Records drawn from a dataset
################
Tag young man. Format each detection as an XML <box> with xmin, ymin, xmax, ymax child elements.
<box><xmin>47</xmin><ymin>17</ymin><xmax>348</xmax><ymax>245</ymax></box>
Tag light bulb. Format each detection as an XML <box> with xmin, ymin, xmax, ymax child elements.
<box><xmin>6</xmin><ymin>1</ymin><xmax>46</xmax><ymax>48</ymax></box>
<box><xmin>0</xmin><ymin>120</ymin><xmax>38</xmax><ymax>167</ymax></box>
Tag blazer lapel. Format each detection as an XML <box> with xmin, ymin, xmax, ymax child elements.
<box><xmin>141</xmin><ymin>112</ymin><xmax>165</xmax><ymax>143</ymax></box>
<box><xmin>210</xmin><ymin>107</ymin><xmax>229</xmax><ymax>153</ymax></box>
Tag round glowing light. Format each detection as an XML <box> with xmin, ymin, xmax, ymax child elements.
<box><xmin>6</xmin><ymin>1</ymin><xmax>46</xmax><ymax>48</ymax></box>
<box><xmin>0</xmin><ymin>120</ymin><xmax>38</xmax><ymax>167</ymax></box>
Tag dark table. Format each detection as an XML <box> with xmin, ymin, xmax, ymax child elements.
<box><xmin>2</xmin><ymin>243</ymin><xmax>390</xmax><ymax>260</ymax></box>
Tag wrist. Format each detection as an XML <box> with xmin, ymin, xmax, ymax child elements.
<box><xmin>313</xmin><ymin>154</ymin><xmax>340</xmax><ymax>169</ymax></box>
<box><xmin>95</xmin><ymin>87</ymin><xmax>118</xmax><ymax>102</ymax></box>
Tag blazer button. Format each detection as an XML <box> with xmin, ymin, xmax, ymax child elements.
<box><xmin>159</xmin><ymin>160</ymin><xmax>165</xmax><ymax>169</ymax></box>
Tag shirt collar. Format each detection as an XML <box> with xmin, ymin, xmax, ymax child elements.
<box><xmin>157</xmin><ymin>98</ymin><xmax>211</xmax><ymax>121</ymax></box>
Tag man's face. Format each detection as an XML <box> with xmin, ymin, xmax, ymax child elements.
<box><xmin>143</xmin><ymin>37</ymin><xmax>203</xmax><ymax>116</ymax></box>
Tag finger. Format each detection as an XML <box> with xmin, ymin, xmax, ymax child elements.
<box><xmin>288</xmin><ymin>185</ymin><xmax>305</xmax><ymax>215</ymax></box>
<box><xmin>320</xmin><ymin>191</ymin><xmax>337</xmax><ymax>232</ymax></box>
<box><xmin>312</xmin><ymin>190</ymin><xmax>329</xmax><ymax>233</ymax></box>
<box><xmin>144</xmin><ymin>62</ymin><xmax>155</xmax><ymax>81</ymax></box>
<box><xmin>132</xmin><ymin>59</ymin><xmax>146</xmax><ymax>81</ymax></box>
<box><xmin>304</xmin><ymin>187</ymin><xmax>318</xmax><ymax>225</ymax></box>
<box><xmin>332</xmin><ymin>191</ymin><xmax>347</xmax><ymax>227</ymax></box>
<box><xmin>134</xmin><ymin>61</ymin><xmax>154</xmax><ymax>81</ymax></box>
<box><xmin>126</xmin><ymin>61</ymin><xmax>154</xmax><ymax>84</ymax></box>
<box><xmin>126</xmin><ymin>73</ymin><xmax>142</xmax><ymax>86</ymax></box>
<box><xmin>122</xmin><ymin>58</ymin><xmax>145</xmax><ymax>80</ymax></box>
################
= PROMPT =
From the first line to the last, reproduce the data exactly.

= ANSWER SPACE =
Tag young man. Format each detection as an XML <box> with xmin, ymin, xmax, ymax child elements.
<box><xmin>47</xmin><ymin>17</ymin><xmax>348</xmax><ymax>245</ymax></box>
Tag light bulb. Format each detection as an XML <box> with xmin, ymin, xmax, ymax child elements.
<box><xmin>6</xmin><ymin>1</ymin><xmax>46</xmax><ymax>48</ymax></box>
<box><xmin>0</xmin><ymin>120</ymin><xmax>38</xmax><ymax>167</ymax></box>
Tag blazer lapel. Format each detection as an XML <box> with xmin, ymin, xmax, ymax child elements.
<box><xmin>141</xmin><ymin>112</ymin><xmax>165</xmax><ymax>143</ymax></box>
<box><xmin>210</xmin><ymin>107</ymin><xmax>229</xmax><ymax>153</ymax></box>
Tag round glowing light. Format each detection as an XML <box> with xmin, ymin, xmax, ymax child elements.
<box><xmin>6</xmin><ymin>1</ymin><xmax>46</xmax><ymax>48</ymax></box>
<box><xmin>0</xmin><ymin>120</ymin><xmax>38</xmax><ymax>167</ymax></box>
Tag dark table. Format each detection as an XML <box> with xmin, ymin, xmax, ymax child elements.
<box><xmin>2</xmin><ymin>243</ymin><xmax>390</xmax><ymax>260</ymax></box>
Tag wrist. Format each detection as an XML <box> with xmin, ymin, xmax, ymax child elements.
<box><xmin>313</xmin><ymin>154</ymin><xmax>340</xmax><ymax>169</ymax></box>
<box><xmin>95</xmin><ymin>87</ymin><xmax>118</xmax><ymax>102</ymax></box>
Tag blazer button. Format each detection as an XML <box> with xmin, ymin, xmax, ymax child elements.
<box><xmin>159</xmin><ymin>160</ymin><xmax>165</xmax><ymax>169</ymax></box>
Tag shirt collar. Format each detection as an XML <box> with xmin, ymin, xmax, ymax child elements.
<box><xmin>157</xmin><ymin>98</ymin><xmax>211</xmax><ymax>121</ymax></box>
Tag man's face. Format each detection as an XML <box> with xmin, ymin, xmax, ymax child elements.
<box><xmin>143</xmin><ymin>37</ymin><xmax>203</xmax><ymax>116</ymax></box>
Tag finger. Format each detection as an XML <box> with xmin, ymin, xmax, ymax child elements.
<box><xmin>288</xmin><ymin>185</ymin><xmax>305</xmax><ymax>215</ymax></box>
<box><xmin>320</xmin><ymin>191</ymin><xmax>337</xmax><ymax>232</ymax></box>
<box><xmin>312</xmin><ymin>190</ymin><xmax>329</xmax><ymax>233</ymax></box>
<box><xmin>144</xmin><ymin>62</ymin><xmax>155</xmax><ymax>81</ymax></box>
<box><xmin>132</xmin><ymin>59</ymin><xmax>146</xmax><ymax>81</ymax></box>
<box><xmin>304</xmin><ymin>187</ymin><xmax>318</xmax><ymax>225</ymax></box>
<box><xmin>332</xmin><ymin>191</ymin><xmax>347</xmax><ymax>227</ymax></box>
<box><xmin>134</xmin><ymin>61</ymin><xmax>154</xmax><ymax>81</ymax></box>
<box><xmin>126</xmin><ymin>61</ymin><xmax>154</xmax><ymax>84</ymax></box>
<box><xmin>126</xmin><ymin>73</ymin><xmax>142</xmax><ymax>86</ymax></box>
<box><xmin>122</xmin><ymin>58</ymin><xmax>145</xmax><ymax>80</ymax></box>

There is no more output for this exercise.